→ **TASK GOAL**:
Print the range of lines that opens with the line containing "Target: parked car" and closes with the last line of the listing. Include both ends; print nothing more.

** start DATA LISTING **

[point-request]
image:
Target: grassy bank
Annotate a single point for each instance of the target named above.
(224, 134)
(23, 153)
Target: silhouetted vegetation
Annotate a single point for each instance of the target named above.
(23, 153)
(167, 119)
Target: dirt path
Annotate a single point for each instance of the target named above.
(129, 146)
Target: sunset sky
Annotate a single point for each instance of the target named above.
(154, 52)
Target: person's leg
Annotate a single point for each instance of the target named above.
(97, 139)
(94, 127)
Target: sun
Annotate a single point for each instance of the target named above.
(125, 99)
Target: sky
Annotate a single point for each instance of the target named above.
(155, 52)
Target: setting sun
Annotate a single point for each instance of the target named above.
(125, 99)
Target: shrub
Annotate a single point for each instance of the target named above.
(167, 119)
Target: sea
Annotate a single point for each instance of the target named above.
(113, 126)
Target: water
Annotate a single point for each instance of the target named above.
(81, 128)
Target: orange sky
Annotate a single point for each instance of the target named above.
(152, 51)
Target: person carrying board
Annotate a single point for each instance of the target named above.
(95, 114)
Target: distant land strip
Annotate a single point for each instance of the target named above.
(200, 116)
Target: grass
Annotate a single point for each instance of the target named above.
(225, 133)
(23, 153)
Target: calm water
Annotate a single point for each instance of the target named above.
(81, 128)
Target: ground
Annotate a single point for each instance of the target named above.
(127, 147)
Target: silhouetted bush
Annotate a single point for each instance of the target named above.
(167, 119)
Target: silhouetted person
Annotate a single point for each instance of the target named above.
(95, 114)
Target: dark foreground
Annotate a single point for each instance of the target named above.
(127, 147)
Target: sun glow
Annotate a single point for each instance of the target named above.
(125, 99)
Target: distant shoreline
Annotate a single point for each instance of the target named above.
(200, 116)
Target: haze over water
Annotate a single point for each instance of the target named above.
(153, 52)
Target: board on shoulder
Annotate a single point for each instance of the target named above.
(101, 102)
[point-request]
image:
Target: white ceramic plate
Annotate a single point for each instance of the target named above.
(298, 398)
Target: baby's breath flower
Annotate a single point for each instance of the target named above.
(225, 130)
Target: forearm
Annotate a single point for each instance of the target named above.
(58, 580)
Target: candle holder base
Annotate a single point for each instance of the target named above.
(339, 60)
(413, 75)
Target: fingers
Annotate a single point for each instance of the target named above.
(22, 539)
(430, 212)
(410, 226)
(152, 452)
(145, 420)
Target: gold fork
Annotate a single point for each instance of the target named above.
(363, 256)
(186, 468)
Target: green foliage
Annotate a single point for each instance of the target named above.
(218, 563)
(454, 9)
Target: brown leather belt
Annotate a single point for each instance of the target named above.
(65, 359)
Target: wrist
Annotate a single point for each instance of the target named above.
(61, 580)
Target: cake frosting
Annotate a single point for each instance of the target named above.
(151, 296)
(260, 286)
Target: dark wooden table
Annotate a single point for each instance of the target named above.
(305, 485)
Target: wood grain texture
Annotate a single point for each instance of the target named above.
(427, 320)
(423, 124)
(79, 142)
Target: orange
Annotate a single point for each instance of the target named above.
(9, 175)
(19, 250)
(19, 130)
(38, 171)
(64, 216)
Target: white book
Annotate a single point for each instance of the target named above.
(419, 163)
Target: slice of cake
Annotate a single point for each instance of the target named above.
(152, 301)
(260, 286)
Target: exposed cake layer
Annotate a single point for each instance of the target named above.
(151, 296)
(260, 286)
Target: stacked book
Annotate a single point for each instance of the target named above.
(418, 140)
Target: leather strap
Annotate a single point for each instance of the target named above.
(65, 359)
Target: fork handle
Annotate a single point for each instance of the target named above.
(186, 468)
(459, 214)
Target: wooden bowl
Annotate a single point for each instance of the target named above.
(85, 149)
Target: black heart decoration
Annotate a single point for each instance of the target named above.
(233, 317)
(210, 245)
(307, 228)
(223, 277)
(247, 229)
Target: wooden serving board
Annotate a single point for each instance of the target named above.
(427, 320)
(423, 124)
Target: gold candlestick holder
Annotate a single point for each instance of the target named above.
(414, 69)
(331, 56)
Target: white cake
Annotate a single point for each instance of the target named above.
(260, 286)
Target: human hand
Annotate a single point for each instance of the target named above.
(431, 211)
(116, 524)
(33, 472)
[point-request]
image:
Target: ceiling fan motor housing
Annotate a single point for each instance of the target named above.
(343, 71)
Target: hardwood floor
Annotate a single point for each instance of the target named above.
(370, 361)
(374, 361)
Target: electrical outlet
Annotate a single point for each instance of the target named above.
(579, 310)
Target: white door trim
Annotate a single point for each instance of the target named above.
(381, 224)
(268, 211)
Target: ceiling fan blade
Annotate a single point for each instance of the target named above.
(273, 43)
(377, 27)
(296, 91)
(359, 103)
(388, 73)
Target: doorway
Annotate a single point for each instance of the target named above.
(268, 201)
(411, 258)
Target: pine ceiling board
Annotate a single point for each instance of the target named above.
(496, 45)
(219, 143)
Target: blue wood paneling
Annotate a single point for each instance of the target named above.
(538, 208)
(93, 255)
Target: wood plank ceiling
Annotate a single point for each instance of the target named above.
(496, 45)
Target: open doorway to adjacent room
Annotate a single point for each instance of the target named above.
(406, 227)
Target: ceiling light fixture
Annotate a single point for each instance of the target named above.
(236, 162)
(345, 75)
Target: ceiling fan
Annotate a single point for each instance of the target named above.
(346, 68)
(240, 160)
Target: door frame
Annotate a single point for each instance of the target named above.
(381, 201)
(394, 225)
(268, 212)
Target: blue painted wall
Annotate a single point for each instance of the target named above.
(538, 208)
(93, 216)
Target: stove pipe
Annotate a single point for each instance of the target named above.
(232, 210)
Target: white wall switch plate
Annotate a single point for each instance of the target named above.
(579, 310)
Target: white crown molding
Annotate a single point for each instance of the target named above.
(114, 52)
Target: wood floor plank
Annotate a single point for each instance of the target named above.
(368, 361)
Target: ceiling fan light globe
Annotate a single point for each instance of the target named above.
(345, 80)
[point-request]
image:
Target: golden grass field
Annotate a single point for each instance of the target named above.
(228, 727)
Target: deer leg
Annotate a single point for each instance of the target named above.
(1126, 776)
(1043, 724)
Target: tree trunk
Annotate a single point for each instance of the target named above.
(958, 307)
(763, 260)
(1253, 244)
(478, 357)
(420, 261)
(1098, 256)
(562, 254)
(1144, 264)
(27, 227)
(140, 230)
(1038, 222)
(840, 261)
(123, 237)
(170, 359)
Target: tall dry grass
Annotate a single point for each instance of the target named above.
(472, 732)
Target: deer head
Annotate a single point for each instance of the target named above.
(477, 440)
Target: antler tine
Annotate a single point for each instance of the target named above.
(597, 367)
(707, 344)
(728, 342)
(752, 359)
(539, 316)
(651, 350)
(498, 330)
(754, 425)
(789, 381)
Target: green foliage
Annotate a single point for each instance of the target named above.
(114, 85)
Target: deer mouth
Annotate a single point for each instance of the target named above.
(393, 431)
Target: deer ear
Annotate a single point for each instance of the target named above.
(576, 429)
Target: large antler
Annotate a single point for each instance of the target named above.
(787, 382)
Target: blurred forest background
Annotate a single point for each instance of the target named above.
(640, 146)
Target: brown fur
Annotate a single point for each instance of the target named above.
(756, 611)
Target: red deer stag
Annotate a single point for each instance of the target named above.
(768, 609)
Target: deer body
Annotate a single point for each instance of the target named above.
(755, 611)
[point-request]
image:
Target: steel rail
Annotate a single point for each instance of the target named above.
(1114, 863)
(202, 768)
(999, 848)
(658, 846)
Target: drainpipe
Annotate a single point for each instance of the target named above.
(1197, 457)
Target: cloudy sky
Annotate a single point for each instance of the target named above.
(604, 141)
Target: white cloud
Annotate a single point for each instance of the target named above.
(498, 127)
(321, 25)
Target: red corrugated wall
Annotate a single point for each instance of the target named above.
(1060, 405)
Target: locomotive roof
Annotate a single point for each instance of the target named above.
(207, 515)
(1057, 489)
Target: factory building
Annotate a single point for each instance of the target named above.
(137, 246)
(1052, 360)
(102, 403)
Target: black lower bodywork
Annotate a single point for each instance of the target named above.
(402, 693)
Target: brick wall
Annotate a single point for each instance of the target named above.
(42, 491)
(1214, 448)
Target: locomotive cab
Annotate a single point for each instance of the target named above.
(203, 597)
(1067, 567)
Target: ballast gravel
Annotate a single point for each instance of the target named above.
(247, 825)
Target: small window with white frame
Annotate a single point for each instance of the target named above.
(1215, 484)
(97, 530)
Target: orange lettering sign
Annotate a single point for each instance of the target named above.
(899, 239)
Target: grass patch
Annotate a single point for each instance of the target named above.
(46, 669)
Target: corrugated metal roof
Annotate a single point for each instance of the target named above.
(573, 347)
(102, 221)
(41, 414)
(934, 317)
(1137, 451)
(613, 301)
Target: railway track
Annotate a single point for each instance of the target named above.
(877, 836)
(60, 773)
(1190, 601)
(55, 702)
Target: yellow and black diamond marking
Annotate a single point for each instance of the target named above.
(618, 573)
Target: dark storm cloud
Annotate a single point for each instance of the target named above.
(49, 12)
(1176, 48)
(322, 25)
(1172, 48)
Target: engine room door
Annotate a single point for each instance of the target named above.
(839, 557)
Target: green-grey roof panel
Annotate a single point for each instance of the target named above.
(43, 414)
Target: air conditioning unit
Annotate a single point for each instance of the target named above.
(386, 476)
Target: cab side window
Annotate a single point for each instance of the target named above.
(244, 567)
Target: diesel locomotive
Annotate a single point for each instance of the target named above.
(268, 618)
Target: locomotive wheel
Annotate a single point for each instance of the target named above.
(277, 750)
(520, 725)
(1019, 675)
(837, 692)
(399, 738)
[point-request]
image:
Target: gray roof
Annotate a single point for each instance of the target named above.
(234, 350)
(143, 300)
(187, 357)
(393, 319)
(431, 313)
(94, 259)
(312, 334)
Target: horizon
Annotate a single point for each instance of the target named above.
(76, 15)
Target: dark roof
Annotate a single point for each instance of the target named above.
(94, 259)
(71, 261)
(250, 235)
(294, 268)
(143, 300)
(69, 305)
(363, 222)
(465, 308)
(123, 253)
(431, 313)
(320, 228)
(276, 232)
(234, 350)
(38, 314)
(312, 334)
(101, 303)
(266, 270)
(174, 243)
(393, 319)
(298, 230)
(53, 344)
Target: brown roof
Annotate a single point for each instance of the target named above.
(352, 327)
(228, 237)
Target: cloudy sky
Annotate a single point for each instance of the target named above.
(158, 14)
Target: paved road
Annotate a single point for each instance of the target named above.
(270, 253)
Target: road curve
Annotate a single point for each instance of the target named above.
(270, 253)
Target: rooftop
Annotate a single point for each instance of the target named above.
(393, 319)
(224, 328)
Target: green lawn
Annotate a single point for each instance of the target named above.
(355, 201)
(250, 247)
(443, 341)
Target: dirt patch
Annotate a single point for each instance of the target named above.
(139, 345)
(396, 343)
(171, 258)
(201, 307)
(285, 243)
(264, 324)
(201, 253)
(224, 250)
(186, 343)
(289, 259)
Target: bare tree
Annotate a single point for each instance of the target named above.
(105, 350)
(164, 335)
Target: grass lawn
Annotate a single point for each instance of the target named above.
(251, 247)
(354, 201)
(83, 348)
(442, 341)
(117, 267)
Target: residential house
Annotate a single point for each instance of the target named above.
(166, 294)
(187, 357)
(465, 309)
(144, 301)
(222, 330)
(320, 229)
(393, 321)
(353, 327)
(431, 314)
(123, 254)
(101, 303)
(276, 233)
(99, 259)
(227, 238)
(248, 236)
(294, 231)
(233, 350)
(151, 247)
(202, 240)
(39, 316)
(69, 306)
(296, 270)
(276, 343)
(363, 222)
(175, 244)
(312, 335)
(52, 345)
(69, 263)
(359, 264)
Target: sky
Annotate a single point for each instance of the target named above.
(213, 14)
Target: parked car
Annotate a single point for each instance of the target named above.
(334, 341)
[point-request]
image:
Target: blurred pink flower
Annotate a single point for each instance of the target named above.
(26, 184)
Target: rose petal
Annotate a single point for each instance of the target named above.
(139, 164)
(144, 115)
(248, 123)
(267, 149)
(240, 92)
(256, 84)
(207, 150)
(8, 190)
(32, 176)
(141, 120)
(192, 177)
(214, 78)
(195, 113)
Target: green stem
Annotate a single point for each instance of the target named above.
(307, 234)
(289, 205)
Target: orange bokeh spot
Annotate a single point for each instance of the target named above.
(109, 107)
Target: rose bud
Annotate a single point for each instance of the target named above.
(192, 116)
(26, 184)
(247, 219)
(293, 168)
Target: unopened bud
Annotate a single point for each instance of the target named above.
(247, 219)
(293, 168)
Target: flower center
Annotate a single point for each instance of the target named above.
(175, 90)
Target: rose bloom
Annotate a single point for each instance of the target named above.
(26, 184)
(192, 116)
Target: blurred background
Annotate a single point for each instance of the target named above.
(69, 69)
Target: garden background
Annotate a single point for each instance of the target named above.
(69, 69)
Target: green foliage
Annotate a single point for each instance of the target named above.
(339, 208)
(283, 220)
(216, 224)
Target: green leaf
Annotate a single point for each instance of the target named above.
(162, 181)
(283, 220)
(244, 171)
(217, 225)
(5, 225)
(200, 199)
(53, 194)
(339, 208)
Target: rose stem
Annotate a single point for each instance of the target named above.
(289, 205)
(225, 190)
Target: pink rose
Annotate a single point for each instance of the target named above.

** end DATA LISTING **

→ **FULL ANSWER**:
Target: parked car
Annotate a single point for each instance of the target named above.
(334, 341)
[point-request]
image:
Target: blurred pink flower
Annotate a single point for each instance of the target named above.
(26, 184)
Target: rose petal
Annotate a single point for each instance of the target named above.
(139, 164)
(144, 115)
(248, 123)
(267, 149)
(240, 92)
(256, 84)
(207, 150)
(8, 190)
(32, 176)
(141, 120)
(192, 177)
(214, 78)
(195, 113)
Target: green stem
Annotate a single point for each instance of the target named above.
(307, 234)
(289, 205)
Target: orange bokeh spot
Annotate a single point for each instance of the target named above.
(109, 107)
Target: rose bud
Annotate a single point for each instance of the target named above.
(192, 116)
(26, 184)
(247, 219)
(293, 168)
Target: unopened bud
Annotate a single point for each instance of the target named above.
(247, 219)
(293, 168)
Target: flower center
Annotate a single point for each instance of the target named above.
(175, 90)
Target: rose bloom
Annotate a single point for each instance of the target named above.
(26, 184)
(192, 116)
Target: blurred background
Annotate a single point for each instance of the target named above.
(69, 69)
Target: garden background
Annotate a single point for each instance of the target named above.
(69, 69)
Target: green foliage
Annotate a single point for each instance of the target named above.
(339, 208)
(283, 220)
(216, 224)
Target: green leaf
Annotate a single point for each instance of the target named above.
(162, 181)
(283, 220)
(244, 171)
(217, 225)
(5, 225)
(200, 199)
(53, 194)
(339, 208)
Target: rose stem
Annotate a single point for each instance of the target named above.
(289, 205)
(225, 190)
Target: pink rose
Annotate a single point for each instance of the target named above.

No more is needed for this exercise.